● REQUEST 1: Set down word for word the part of the blog post on the Jacksonville public defender firings that begins with the words containing "Monthly Archives: December" and ends with "form of payback.".

□ □ □

Monthly Archives: December 2008

Imagine the Ineffective Assitance of Counsel Motions

Southern District of Florida Blog has a very disturbing item about the consequences of the Public Defender elections in Jacksonville.

…the newly elected PD, supported by the Fraternal Order of Police, fired all the top lawyers at the office.

[quoting News4 Jacksonville]

At least one of the attorneys told Channel 4 he believes the mass firings were a form of payback.

The firings came on the eighth anniversary of one of the office's most notable legal triumphs. On Nov. 21, 2000, taxpayer-supported public defender lawyers proved that a Jacksonville teen, Brenton Butler, was not guilty of robbery and murder.

It may seem hard to see what we gain from having defense counsel for the impoverished elected, although it's also easy to see how an appointed official could enact the same sort of abuses. The issues are many, including

  • What ethical rules do or should constrain the newly elected PD? (Is this a bar issue?)
  • What ethical, statutory, or constitutional rules give the employees in the Jacksonville PD's office rights to protest their dismissal?
  • What sort of claims will future clients have for ineffective assistance of counsel if they can show any sort of pattern or practice of avoiding certain types of arguments?

These are all potentially interesting questions, but I'm only going to address the issues on this list that I feel competent to speak about.

The constitutional lawyer in me wonders if the fired lawyers have claims under the Elrod v. Burns, 427 U.S. 347(1976) and Branti v. Finkel, 445 U.S. 507 (1980) line of cases.

□ □ □

● REQUEST 2: From the listing below, extract word for word the stretch that begins with the line containing "path. Use semicolons to separate four coordinates: x1;y1;x2;y2." and ends with the line containing "618;407;779;604", including both of those lines.

□ □ □

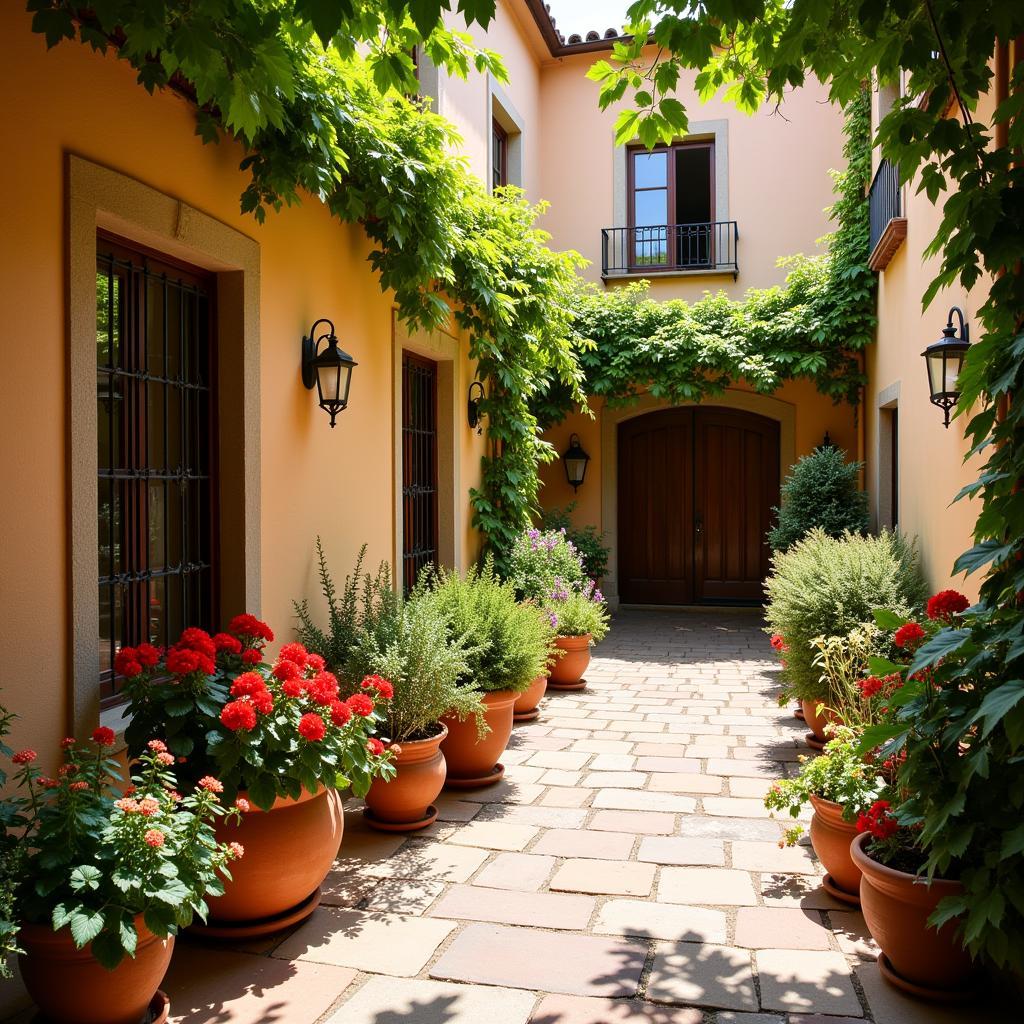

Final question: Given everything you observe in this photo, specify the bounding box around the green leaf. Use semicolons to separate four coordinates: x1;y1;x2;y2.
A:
971;679;1024;738
69;908;103;949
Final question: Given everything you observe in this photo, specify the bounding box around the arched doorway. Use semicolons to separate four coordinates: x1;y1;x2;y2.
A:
617;406;779;604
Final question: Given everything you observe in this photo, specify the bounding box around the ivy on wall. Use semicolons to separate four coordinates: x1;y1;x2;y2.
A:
29;0;873;560
538;90;876;423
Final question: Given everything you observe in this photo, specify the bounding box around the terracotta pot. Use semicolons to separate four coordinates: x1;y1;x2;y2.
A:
441;690;519;790
366;725;447;831
17;914;174;1024
512;676;548;722
800;700;843;750
811;794;860;904
850;833;973;1000
548;633;590;690
210;786;345;924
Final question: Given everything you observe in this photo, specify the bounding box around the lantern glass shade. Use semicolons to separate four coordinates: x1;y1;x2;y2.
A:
562;434;590;490
302;322;358;427
922;328;971;427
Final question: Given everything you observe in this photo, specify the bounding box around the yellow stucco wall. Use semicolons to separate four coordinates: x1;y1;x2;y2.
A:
541;53;844;300
0;5;482;755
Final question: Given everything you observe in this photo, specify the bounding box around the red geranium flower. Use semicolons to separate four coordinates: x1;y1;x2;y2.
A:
220;699;256;732
213;633;242;654
299;712;327;743
227;614;273;643
92;725;116;746
893;623;925;650
345;693;374;718
857;800;899;840
928;590;971;622
114;647;142;679
857;676;882;699
306;672;338;708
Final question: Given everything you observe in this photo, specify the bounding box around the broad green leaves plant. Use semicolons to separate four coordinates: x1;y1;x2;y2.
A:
6;729;244;970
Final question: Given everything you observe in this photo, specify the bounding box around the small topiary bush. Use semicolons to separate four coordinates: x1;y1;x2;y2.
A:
420;559;553;693
765;529;926;702
768;444;869;551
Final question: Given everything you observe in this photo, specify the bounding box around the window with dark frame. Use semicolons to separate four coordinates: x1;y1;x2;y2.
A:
629;141;716;269
490;119;509;191
96;234;217;705
401;352;438;591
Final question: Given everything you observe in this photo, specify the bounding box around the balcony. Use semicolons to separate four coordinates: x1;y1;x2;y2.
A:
601;220;739;279
867;160;906;270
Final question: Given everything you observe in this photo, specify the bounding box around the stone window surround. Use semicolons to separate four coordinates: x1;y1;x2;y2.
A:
391;310;466;587
610;118;732;231
872;381;900;528
65;154;260;734
487;74;526;188
600;388;797;608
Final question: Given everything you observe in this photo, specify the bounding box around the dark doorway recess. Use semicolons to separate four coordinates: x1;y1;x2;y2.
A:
401;352;437;590
618;406;779;604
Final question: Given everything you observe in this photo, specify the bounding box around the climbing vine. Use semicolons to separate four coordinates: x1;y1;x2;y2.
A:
30;0;583;557
29;0;871;559
538;90;874;423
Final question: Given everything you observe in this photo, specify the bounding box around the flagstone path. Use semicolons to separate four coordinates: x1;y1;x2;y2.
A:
2;611;1005;1024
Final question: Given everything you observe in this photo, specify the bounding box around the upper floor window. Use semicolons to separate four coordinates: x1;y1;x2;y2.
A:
490;119;509;191
96;237;217;702
629;141;715;267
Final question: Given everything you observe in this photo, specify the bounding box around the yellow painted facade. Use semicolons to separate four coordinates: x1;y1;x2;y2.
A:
0;0;991;770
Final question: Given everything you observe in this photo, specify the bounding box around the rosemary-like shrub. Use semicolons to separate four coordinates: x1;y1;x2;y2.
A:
765;529;925;701
421;558;553;693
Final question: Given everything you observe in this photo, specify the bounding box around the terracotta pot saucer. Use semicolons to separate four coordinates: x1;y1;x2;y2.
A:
879;953;979;1002
444;761;505;790
821;874;860;906
362;804;437;831
187;886;321;940
548;679;587;692
804;732;825;751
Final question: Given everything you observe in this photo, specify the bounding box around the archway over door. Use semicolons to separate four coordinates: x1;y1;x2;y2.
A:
617;406;779;604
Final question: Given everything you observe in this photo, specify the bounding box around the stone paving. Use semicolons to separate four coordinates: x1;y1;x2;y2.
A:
8;611;1007;1024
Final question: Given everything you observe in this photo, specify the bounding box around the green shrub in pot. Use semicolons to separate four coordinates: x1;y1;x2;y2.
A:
422;559;553;693
765;529;926;700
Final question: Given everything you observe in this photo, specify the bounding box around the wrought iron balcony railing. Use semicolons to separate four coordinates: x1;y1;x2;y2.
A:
601;220;739;278
867;160;906;270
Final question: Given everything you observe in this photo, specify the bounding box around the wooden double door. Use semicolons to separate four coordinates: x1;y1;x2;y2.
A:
618;407;779;604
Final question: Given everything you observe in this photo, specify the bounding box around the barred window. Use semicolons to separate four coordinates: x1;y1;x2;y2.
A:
96;236;217;703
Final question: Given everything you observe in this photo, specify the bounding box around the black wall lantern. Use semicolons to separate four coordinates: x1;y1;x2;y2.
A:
302;319;358;427
466;381;486;434
562;434;590;490
921;306;971;427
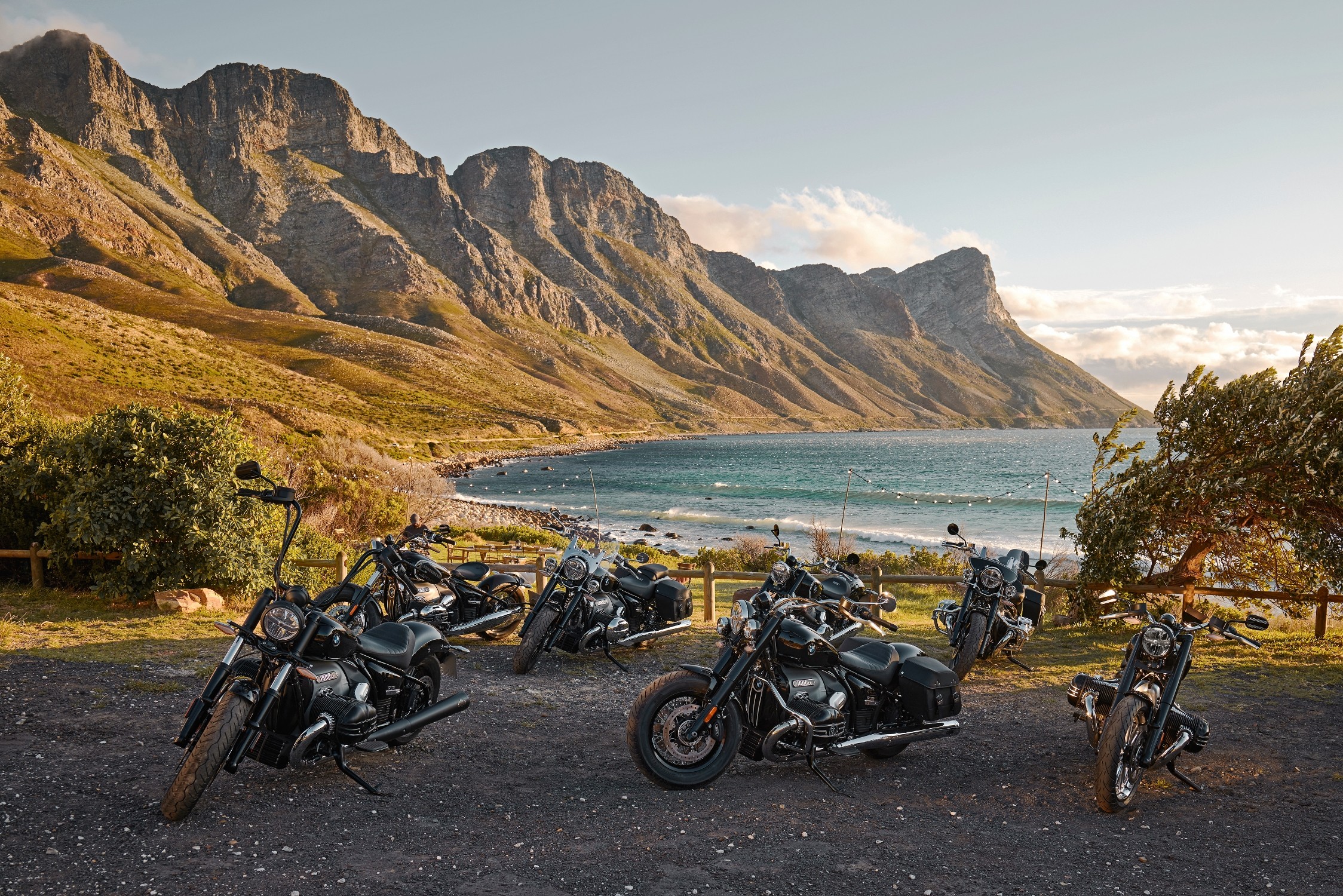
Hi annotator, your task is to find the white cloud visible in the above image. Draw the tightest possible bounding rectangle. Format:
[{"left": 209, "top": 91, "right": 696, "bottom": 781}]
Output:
[
  {"left": 998, "top": 284, "right": 1213, "bottom": 321},
  {"left": 658, "top": 187, "right": 989, "bottom": 271},
  {"left": 1026, "top": 323, "right": 1305, "bottom": 409},
  {"left": 0, "top": 10, "right": 148, "bottom": 65}
]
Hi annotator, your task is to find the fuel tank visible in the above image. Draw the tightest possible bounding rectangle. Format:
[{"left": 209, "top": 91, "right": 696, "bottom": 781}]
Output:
[{"left": 775, "top": 619, "right": 839, "bottom": 669}]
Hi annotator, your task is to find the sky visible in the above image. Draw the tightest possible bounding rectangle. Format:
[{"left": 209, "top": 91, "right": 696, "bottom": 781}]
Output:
[{"left": 0, "top": 0, "right": 1343, "bottom": 407}]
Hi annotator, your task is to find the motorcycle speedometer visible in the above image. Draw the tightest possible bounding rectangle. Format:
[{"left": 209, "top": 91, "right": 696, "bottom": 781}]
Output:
[
  {"left": 560, "top": 557, "right": 587, "bottom": 583},
  {"left": 260, "top": 602, "right": 303, "bottom": 643},
  {"left": 1142, "top": 626, "right": 1175, "bottom": 659}
]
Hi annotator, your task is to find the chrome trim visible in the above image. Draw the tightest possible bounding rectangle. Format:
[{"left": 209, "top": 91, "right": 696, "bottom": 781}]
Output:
[
  {"left": 826, "top": 719, "right": 960, "bottom": 756},
  {"left": 289, "top": 712, "right": 336, "bottom": 768},
  {"left": 615, "top": 619, "right": 694, "bottom": 648}
]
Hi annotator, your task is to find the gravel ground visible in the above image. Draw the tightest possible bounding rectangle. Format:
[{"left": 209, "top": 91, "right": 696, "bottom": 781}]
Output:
[{"left": 0, "top": 643, "right": 1343, "bottom": 896}]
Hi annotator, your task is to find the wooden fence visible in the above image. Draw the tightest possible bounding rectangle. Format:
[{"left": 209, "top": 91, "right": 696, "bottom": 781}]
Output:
[{"left": 0, "top": 543, "right": 1343, "bottom": 638}]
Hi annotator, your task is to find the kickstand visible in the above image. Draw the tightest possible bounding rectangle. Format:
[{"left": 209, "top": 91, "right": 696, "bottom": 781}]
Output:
[
  {"left": 602, "top": 646, "right": 628, "bottom": 671},
  {"left": 807, "top": 750, "right": 853, "bottom": 799},
  {"left": 1166, "top": 759, "right": 1203, "bottom": 794},
  {"left": 336, "top": 744, "right": 387, "bottom": 797}
]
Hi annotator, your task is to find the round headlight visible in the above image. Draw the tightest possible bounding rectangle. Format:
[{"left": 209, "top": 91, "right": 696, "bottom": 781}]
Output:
[
  {"left": 560, "top": 557, "right": 587, "bottom": 584},
  {"left": 260, "top": 603, "right": 303, "bottom": 643},
  {"left": 1142, "top": 626, "right": 1175, "bottom": 659},
  {"left": 732, "top": 600, "right": 755, "bottom": 634}
]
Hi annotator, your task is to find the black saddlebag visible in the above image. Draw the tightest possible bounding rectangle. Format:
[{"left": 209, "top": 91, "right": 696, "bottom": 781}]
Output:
[
  {"left": 1020, "top": 588, "right": 1045, "bottom": 628},
  {"left": 900, "top": 657, "right": 960, "bottom": 722},
  {"left": 653, "top": 579, "right": 694, "bottom": 622}
]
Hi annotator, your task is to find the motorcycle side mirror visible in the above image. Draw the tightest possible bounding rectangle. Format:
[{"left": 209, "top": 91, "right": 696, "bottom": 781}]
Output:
[{"left": 234, "top": 461, "right": 260, "bottom": 480}]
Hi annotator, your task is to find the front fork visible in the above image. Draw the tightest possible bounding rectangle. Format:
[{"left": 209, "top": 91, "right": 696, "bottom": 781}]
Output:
[{"left": 173, "top": 637, "right": 243, "bottom": 750}]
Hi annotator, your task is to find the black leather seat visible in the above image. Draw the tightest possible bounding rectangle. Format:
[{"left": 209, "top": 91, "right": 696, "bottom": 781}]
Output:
[
  {"left": 614, "top": 564, "right": 666, "bottom": 600},
  {"left": 358, "top": 622, "right": 413, "bottom": 669},
  {"left": 639, "top": 563, "right": 667, "bottom": 582},
  {"left": 453, "top": 560, "right": 490, "bottom": 582},
  {"left": 839, "top": 641, "right": 917, "bottom": 685}
]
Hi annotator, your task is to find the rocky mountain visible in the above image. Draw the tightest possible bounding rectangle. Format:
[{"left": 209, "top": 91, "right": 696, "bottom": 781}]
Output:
[{"left": 0, "top": 31, "right": 1144, "bottom": 442}]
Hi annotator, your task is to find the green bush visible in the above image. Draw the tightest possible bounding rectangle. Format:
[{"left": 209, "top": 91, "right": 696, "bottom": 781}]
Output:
[{"left": 29, "top": 406, "right": 267, "bottom": 599}]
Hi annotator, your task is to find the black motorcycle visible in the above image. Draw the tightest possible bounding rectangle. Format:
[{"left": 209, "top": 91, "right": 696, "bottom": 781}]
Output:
[
  {"left": 317, "top": 527, "right": 526, "bottom": 641},
  {"left": 158, "top": 461, "right": 470, "bottom": 821},
  {"left": 513, "top": 515, "right": 694, "bottom": 674},
  {"left": 932, "top": 523, "right": 1049, "bottom": 679},
  {"left": 1068, "top": 591, "right": 1268, "bottom": 811},
  {"left": 624, "top": 556, "right": 960, "bottom": 788}
]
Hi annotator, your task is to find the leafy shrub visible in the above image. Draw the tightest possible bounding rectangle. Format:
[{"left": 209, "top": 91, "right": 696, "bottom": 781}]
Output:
[{"left": 28, "top": 406, "right": 266, "bottom": 599}]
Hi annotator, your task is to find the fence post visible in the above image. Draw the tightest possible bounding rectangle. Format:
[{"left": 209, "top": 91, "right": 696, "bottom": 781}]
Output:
[
  {"left": 28, "top": 541, "right": 47, "bottom": 588},
  {"left": 704, "top": 560, "right": 719, "bottom": 622}
]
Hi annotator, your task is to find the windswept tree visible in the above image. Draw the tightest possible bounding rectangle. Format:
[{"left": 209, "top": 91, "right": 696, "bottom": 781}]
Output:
[{"left": 1063, "top": 326, "right": 1343, "bottom": 612}]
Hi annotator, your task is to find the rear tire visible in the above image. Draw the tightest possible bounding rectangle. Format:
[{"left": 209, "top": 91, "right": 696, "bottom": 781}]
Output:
[
  {"left": 1096, "top": 695, "right": 1152, "bottom": 813},
  {"left": 387, "top": 655, "right": 443, "bottom": 747},
  {"left": 513, "top": 607, "right": 560, "bottom": 676},
  {"left": 951, "top": 612, "right": 989, "bottom": 679},
  {"left": 158, "top": 691, "right": 253, "bottom": 821},
  {"left": 624, "top": 670, "right": 741, "bottom": 790},
  {"left": 476, "top": 586, "right": 526, "bottom": 641}
]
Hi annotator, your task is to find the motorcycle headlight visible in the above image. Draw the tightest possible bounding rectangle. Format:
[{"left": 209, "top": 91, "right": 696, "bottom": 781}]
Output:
[
  {"left": 260, "top": 603, "right": 303, "bottom": 643},
  {"left": 560, "top": 557, "right": 587, "bottom": 584},
  {"left": 1140, "top": 626, "right": 1175, "bottom": 659},
  {"left": 732, "top": 600, "right": 755, "bottom": 634}
]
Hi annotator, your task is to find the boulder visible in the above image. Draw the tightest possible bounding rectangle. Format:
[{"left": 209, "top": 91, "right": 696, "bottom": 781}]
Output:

□ □ □

● CORRECT RESULT 1:
Monthly Archives: December 2008

Imagine the Ineffective Assitance of Counsel Motions

Southern District of Florida Blog has a very disturbing item about the consequences of the Public Defender elections in Jacksonville.

…the newly elected PD, supported by the Fraternal Order of Police, fired all the top lawyers at the office.

[quoting News4 Jacksonville]

At least one of the attorneys told Channel 4 he believes the mass firings were a form of payback.

● CORRECT RESULT 2:
Final question: Given everything you observe in this photo, specify the bounding box around the flagstone path. Use semicolons to separate four coordinates: x1;y1;x2;y2.
A:
2;611;1005;1024
Final question: Given everything you observe in this photo, specify the bounding box around the upper floor window. Use semicolons to separate four coordinates: x1;y1;x2;y2.
A:
490;119;509;191
96;237;217;702
629;141;715;267
Final question: Given everything you observe in this photo, specify the bounding box around the yellow painted facade. Use semicolons to separate four coordinates: x1;y1;x2;y2.
A:
0;0;991;770
Final question: Given everything you observe in this photo, specify the bounding box around the rosemary-like shrub. Use semicolons to separate four coordinates: x1;y1;x2;y2.
A:
765;529;925;701
421;558;553;693
Final question: Given everything you observe in this photo, specify the bounding box around the terracotta pot saucer. Use semicolons to separate four coordinates: x1;y1;x2;y2.
A:
879;953;979;1002
444;761;505;790
821;874;860;906
362;804;437;831
187;886;321;940
548;679;587;692
804;732;825;751
Final question: Given everything you observe in this photo, specify the bounding box around the archway over door. Use semicolons to separate four coordinates: x1;y1;x2;y2.
A:
617;406;779;604
Final question: Given everything you observe in this photo, specify the bounding box around the stone paving. Use semicolons to separate four coordinates: x1;y1;x2;y2.
A:
8;611;1007;1024
Final question: Given everything you observe in this photo, specify the bounding box around the green shrub in pot. Use semicolons to separate four coordinates: x1;y1;x2;y2.
A:
422;559;553;693
765;529;926;700
Final question: Given everything you observe in this photo, specify the bounding box around the wrought iron balcony railing. Use semicolons to separate four coordinates: x1;y1;x2;y2.
A:
601;220;739;278
867;160;906;270
Final question: Given everything you observe in this photo, specify the bounding box around the wooden double door. Use semicolons to separate four coordinates: x1;y1;x2;y2.
A:
618;407;779;604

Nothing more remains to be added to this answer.